Passage given:
OPUS website

This repo contains the redesigned OPUS website full code along with some documentation. It is based on Next.js that allow to create a full-stack Web applications by extending the latest React features, and integrate powerful Rust-based JavaScript tooling to speed up builds.

To learn more about Next.js, take a look at the following resources:

Next.js Documentation - learn about Next.js features and API.
Learn Next.js - an interactive Next.js tutorial.

You can also check out the Next.js GitHub repository.

Deploying the website using Docker

The default way prescribed to deploy this service is by using Docker containers. It is also possible to deploy the application just like any Node.js or Next.js application.

To build the Docker image the featured Dockerfile is used:

$ docker build -t opusweb:latest .

Now the server can be deployed using a docker-compose.yml that includes a nginx proxy and self-renewable LetsEncrypt SSL certificates like the following:

version: '3.9'

services:
  opusweb:
    container_name: opusweb
    image: opusweb:latest
    restart: unless-stopped
    environment:
      - VIRTUAL_HOST=opus.nlp.eu
      - VIRTUAL_PORT=3000
      - LETSENCRYPT_HOST=opus.nlp.eu
      - LETSENCRYPT_EMAIL=mail@domain.com
      - OPUS_EMAIL_SERVER=mail.domain.com
      - OPUS_EMAIL_USER=info@domain.com
      - OPUS_EMAIL_PASSWORD=password123
      - OPUS_EMAIL_RECEIVER=someguy@domain.com
  
  nginx-proxy:
    image: jwilder/nginx-proxy
    container_name: nginx-proxy
    restart: unless-stopped
    ports:
      - "80:80"
      - "443:443"

Recorded data:
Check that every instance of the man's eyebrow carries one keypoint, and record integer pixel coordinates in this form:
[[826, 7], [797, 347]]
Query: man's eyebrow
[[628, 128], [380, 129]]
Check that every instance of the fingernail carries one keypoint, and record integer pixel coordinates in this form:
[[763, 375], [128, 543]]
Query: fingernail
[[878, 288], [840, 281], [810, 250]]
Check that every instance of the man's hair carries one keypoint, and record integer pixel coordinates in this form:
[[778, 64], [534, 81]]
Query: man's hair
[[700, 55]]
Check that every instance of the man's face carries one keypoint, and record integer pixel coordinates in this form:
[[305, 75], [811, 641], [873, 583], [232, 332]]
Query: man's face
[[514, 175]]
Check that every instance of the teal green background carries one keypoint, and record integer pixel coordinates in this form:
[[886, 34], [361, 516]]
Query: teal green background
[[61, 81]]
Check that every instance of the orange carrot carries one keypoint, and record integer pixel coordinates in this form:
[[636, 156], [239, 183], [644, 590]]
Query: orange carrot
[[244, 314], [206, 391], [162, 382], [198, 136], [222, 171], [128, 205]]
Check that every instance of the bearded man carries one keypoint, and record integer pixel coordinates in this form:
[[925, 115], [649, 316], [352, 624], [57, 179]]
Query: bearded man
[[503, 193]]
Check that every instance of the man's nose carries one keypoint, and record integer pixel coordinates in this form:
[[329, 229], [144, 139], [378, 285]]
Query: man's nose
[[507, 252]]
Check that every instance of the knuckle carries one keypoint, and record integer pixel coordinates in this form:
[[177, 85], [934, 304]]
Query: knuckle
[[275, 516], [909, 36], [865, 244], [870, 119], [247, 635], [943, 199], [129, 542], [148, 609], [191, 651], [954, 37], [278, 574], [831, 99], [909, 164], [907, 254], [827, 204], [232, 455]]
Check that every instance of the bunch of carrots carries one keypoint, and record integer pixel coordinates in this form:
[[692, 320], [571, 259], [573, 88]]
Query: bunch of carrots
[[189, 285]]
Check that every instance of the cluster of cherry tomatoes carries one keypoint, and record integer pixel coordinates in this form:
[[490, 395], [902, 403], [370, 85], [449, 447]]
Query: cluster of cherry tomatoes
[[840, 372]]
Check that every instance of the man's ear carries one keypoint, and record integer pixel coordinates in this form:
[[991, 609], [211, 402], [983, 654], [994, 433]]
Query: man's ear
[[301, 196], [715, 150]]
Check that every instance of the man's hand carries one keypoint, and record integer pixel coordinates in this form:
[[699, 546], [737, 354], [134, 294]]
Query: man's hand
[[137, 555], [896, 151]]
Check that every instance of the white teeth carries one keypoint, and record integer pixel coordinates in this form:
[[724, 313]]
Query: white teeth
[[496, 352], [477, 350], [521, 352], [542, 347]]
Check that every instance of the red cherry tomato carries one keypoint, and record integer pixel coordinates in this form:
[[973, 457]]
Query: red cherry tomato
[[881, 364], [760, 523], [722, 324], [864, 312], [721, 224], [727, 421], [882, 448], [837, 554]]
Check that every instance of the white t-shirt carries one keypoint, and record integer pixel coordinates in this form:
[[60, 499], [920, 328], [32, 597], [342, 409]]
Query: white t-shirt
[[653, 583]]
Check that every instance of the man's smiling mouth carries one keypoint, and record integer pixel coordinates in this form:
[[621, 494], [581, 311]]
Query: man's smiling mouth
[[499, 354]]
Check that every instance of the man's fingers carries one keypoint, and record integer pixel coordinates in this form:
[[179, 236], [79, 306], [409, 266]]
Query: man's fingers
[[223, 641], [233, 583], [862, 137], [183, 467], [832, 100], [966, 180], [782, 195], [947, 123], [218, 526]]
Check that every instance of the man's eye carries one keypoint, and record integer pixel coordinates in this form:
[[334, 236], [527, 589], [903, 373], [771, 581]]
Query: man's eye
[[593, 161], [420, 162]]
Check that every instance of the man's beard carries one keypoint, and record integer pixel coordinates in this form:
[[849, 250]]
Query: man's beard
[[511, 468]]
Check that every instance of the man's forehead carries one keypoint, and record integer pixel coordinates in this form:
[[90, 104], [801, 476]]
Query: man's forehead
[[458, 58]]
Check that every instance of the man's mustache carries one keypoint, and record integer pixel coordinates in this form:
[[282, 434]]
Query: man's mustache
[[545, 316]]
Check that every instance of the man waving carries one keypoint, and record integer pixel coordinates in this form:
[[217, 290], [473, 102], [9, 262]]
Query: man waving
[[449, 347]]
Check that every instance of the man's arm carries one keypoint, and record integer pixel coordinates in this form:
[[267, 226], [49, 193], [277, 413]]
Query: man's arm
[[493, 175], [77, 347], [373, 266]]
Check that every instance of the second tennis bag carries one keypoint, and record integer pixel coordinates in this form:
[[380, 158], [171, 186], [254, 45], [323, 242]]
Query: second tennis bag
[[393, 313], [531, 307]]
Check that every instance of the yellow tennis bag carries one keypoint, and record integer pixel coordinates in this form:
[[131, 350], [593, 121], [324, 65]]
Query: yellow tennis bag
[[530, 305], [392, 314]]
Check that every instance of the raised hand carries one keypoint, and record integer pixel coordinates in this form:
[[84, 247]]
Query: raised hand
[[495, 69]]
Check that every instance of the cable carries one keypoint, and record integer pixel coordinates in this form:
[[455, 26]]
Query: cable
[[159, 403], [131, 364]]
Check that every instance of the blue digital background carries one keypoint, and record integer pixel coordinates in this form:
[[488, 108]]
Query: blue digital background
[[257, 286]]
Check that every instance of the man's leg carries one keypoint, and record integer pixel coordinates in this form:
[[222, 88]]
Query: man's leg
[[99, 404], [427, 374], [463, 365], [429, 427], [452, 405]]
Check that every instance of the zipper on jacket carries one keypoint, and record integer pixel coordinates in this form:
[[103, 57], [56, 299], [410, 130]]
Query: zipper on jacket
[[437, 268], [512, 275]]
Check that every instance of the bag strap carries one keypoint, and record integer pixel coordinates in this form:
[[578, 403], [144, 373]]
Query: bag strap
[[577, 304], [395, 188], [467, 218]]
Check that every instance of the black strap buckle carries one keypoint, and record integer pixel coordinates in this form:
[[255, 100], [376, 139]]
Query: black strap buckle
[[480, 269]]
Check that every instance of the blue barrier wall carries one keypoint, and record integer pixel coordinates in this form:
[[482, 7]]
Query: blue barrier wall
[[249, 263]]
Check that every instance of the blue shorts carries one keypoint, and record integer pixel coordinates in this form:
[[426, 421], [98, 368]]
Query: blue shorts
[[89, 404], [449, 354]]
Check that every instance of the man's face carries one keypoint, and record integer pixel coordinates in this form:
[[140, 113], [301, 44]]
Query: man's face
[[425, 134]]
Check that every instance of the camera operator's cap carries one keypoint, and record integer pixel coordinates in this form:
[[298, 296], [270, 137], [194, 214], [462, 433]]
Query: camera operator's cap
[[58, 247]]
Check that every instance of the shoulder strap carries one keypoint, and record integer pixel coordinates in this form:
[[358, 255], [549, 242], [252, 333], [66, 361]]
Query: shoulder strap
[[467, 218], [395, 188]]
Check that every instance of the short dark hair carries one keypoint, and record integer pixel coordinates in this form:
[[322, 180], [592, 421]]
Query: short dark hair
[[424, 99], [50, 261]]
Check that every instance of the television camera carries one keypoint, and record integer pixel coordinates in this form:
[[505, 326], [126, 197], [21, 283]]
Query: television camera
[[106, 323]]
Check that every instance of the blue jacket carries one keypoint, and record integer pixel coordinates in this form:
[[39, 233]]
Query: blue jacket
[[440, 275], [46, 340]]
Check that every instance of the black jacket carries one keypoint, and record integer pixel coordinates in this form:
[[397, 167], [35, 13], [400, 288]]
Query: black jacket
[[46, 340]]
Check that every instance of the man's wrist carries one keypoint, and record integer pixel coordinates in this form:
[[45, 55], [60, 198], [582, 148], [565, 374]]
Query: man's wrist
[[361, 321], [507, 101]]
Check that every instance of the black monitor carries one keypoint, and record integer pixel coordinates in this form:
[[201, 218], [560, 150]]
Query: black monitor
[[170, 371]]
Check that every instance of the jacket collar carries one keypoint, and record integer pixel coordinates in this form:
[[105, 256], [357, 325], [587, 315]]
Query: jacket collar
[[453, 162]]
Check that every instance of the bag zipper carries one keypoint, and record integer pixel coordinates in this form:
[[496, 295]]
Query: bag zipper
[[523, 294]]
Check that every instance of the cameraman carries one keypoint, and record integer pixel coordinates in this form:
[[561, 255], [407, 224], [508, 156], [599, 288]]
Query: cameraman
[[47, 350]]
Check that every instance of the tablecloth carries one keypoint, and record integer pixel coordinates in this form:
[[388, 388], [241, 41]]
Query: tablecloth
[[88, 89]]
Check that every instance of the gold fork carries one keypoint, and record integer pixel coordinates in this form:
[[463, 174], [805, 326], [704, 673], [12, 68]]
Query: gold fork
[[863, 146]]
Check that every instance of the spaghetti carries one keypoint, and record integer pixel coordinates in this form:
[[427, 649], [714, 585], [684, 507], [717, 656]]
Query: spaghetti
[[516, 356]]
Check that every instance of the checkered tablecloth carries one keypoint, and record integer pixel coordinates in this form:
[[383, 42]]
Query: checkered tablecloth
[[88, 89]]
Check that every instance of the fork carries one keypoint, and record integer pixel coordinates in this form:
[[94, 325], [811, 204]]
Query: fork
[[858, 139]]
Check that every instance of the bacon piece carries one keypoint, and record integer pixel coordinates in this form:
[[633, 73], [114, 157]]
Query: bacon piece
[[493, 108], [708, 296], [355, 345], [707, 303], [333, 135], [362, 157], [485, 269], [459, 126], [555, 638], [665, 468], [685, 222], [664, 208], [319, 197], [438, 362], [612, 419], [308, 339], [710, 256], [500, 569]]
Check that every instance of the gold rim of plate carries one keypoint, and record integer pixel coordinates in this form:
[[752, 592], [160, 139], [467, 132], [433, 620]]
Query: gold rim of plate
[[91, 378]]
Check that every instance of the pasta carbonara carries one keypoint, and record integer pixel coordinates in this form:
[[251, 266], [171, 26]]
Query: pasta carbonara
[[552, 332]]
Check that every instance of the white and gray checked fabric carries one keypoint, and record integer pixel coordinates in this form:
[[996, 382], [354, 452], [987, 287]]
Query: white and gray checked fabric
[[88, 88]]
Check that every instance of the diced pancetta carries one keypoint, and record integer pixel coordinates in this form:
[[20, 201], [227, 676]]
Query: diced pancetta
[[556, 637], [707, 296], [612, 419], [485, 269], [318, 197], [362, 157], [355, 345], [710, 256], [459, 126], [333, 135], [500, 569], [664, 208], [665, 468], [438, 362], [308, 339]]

Task requirements: Please set down the passage from the OPUS website readme starting with "The default way" and going on through "-t opusweb:latest .", word for word.

Result of this exercise:
The default way prescribed to deploy this service is by using Docker containers. It is also possible to deploy the application just like any Node.js or Next.js application.

To build the Docker image the featured Dockerfile is used:

$ docker build -t opusweb:latest .